++++ SUPPLIED MATERIAL ++++

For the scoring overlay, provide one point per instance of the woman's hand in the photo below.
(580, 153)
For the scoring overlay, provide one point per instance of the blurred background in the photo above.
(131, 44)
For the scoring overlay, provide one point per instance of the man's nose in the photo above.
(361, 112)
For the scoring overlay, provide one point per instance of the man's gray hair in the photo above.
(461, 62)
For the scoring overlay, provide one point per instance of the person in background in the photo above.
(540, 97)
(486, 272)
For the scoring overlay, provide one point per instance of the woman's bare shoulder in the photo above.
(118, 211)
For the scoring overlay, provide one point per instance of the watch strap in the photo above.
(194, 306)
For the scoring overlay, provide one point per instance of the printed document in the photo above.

++++
++++ SUPPLIED MATERIAL ++++

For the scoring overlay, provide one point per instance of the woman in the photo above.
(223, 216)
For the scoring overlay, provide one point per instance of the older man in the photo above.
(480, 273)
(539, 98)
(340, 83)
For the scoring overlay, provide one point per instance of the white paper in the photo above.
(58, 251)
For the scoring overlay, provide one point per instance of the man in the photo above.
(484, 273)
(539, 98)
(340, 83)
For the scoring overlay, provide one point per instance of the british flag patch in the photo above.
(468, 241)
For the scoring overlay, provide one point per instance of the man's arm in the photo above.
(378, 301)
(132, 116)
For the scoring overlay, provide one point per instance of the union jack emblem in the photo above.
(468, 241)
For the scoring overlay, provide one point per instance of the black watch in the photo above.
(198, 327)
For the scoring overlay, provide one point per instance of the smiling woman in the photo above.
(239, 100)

++++

> _TASK BRIEF_
Quote the data above from the line containing "strap in the photo above." to the line containing "document in the photo above.", inclusive, and stop.

> _WRITTEN ANSWER_
For the scoring overlay, provide one point per instance of the watch strap in the photo above.
(194, 306)
For the scoring overlay, provide one point per instance of the printed document in the photo above.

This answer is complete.